§ PROBLEM REQUIREMENTS: Copy every line of the material below word for word, without changing anything.

§ PROVIDED RECORDS:
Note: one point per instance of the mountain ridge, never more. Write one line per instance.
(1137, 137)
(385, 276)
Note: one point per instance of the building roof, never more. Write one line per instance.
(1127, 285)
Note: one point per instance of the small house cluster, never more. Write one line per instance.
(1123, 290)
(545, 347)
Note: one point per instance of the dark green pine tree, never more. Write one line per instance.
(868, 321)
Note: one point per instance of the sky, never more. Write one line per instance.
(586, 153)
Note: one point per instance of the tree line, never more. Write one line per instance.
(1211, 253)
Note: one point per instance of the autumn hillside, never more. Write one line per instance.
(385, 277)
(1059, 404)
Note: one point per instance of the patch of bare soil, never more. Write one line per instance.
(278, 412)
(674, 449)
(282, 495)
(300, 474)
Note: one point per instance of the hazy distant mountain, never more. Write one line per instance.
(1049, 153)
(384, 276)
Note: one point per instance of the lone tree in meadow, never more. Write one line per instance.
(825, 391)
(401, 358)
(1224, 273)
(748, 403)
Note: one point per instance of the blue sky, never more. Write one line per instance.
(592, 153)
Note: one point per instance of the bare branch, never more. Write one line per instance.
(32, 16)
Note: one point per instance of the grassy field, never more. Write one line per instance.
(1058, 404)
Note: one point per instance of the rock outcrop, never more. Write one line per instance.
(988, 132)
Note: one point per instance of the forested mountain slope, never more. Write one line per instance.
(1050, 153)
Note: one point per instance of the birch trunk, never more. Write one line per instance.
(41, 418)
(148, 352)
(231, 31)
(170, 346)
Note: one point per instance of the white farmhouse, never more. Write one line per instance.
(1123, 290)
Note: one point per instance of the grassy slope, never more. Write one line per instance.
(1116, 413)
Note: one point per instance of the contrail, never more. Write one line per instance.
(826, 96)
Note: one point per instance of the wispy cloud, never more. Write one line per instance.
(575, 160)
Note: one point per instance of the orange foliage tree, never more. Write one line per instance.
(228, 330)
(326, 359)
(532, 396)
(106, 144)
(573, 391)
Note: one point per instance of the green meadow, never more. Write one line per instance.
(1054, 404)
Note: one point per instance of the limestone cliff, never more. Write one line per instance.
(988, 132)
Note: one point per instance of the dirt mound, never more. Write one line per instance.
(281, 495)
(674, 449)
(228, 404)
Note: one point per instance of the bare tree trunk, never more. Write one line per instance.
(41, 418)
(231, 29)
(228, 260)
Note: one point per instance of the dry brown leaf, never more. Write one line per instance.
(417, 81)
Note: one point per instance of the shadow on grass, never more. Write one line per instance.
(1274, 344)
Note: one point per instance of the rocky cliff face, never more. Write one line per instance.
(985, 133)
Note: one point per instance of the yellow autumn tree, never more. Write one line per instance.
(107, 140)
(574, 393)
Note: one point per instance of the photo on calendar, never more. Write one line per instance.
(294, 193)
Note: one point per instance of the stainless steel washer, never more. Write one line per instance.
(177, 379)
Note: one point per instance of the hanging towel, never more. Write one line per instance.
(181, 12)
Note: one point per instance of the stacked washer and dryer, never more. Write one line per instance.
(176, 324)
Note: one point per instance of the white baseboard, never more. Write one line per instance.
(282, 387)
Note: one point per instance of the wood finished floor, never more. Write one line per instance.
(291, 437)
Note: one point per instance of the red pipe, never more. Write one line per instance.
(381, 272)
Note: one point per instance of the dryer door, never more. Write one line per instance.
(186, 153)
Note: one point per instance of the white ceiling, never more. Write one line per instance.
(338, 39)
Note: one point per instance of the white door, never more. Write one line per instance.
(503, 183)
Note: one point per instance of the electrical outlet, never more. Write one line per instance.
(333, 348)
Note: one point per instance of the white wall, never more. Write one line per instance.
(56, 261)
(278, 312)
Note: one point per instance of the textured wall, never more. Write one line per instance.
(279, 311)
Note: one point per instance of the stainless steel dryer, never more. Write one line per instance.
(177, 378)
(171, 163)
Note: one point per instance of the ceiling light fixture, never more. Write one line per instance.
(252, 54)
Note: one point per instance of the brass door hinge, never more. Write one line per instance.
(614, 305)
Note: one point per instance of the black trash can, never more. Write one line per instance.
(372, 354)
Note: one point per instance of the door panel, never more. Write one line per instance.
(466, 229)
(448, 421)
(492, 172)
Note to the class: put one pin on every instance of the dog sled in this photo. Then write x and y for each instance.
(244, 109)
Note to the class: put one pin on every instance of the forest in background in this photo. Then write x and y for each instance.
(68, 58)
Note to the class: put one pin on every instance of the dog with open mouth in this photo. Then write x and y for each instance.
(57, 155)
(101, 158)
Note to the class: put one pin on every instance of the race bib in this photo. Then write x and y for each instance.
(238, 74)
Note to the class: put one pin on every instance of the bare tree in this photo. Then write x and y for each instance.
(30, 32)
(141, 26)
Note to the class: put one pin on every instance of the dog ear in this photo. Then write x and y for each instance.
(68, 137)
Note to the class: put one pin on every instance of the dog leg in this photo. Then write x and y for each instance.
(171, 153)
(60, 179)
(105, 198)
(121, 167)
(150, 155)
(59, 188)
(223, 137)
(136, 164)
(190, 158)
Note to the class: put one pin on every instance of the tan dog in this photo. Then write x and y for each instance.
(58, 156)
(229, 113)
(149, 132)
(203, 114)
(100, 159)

§ EXERCISE RESPONSE:
Note: one point per instance of the mountain ridge, never more. Write one line per instance.
(1137, 137)
(385, 276)
Note: one point per instance of the building roof, never more. Write one line per instance.
(1127, 285)
Note: one point per instance of the small house cluster, never more. Write one line per instance.
(1123, 290)
(545, 347)
Note: one point per instance of the dark green pine tree, never more. Write one line per instance.
(868, 321)
Note: one point per instance of the sky, never more. Write one line per instance.
(586, 153)
Note: one point per instance of the tree line, never more. Write one line per instance.
(1211, 253)
Note: one point per instance of the autumn hillside, never more. Write one line per instance.
(385, 277)
(1059, 404)
Note: one point per instance of the patch of bare soil, never more. Write one line per instance.
(278, 412)
(674, 449)
(282, 495)
(300, 474)
Note: one point per instance of the hazy distant mountain, never more. Write one line per instance.
(1049, 153)
(384, 276)
Note: one point per instance of the lone tree in meadow, never more. Write one line per instance.
(825, 391)
(401, 358)
(1224, 273)
(748, 403)
Note: one point per instance of the blue sky, never more. Write one line per instance.
(592, 153)
Note: one point per instance of the bare branch, never more. Write one line per instance.
(32, 16)
Note: one point per instance of the grassy field, never more. Write one line per instance.
(1058, 404)
Note: one point per instance of the rock outcrop, never more. Write one line per instance.
(988, 132)
Note: one point per instance of the forested mountain slope, never more. Write one line per instance.
(1050, 153)
Note: one point per instance of the birch trunk, never more. Write one line per instance.
(41, 418)
(148, 352)
(231, 31)
(170, 346)
Note: one point per instance of the white farmhouse, never more. Write one line per instance.
(1123, 290)
Note: one point per instance of the grassy slope, never more. Write one line per instance.
(1116, 413)
Note: one point per instance of the contrail, never more. Write one line per instance.
(826, 96)
Note: one point per instance of the wispy cloud, never more. Write one line per instance.
(575, 160)
Note: one point per instance of the orange foliage tree, never more. Write one line per instance.
(228, 330)
(326, 359)
(532, 396)
(106, 144)
(573, 391)
Note: one point per instance of the green meadow, never more. Write one line per instance.
(1054, 404)
Note: one point per instance of the limestone cliff, never more. Write one line per instance.
(988, 132)
Note: one point per instance of the dirt mound, never more. Write one line per instance.
(281, 495)
(674, 449)
(228, 404)
Note: one point per instance of the bare tree trunk, never more. Write one line per instance.
(41, 418)
(231, 29)
(228, 260)
Note: one point per instance of the dry brown leaf, never more. Write one line per instance.
(417, 81)
Note: one point per instance of the shadow on grass, never more. Write one line per instance.
(1274, 344)
Note: one point per instance of the rocky cliff face, never more. Write one line per instance.
(985, 133)
Note: one point per instance of the yellow autumn tree, never more. Write one line per instance.
(107, 140)
(574, 393)
Note: one point per instance of the photo on calendar, never more. Write one line per instance.
(294, 193)
Note: one point per instance of the stainless steel washer, never more. Write one line per instance.
(177, 379)
Note: one point per instance of the hanging towel, never more. Write one line per instance.
(181, 12)
Note: one point per instance of the stacked washer and dryer, never more. Write one line per instance.
(176, 324)
Note: one point per instance of the white baseboard, never more. Write one line per instance.
(282, 387)
Note: one point per instance of the wood finished floor, never more. Write one line per instance.
(291, 437)
Note: one point per instance of the red pipe, never more. Write one line per instance.
(381, 272)
Note: one point per instance of the dryer door, never more. Write one line per instance.
(186, 153)
Note: one point per instance of the white ceiling, never more. Write one line per instance.
(338, 39)
Note: one point per instance of the white door, never more. Write one line per instance.
(503, 183)
Note: one point per instance of the electrical outlet, never more. Write one line per instance.
(333, 348)
Note: one point per instance of the white wall, never more. Write one line per instance.
(56, 261)
(278, 312)
Note: one point per instance of the textured wall, never more. Write one line per instance.
(279, 311)
Note: one point per instance of the stainless steel dryer, never more. Write one line per instance.
(177, 378)
(171, 163)
Note: one point per instance of the ceiling light fixture, never more. Write one line per instance.
(252, 54)
Note: one point per instance of the brass door hinge, never more. Write one line per instance.
(614, 305)
Note: one point per instance of the black trash can, never more. Write one line per instance.
(372, 354)
Note: one point per instance of the door panel, never more. Write one line per instance.
(466, 229)
(448, 421)
(492, 172)
Note to the class: put one pin on every instance of the dog sled in this photo. Then write x and y for each instance.
(244, 109)
Note to the class: put one pin on every instance of the forest in background in this photo. Then write x and y for each instance.
(68, 58)
Note to the class: put one pin on every instance of the dog with open mouth in this photo. Then write x and y for each instance.
(57, 155)
(101, 158)
Note to the class: put one pin on every instance of the race bib in this photo. Then write x and y for each instance.
(238, 74)
Note to the class: put one pin on every instance of the bare tree in this photo. Then write x and y for each instance.
(30, 32)
(141, 26)
Note to the class: put one pin on every instance of the dog ear in this photo. Then write x and y for each instance.
(68, 137)
Note to the class: put one pin on every instance of the dog leg in this photo. Then write x and y for each instance.
(171, 153)
(60, 179)
(105, 198)
(121, 167)
(150, 155)
(59, 188)
(223, 137)
(136, 164)
(190, 158)
Note to the class: put one pin on every instance of the tan dog in this photo. Then write x and y for each instance.
(58, 156)
(229, 113)
(149, 132)
(203, 114)
(100, 159)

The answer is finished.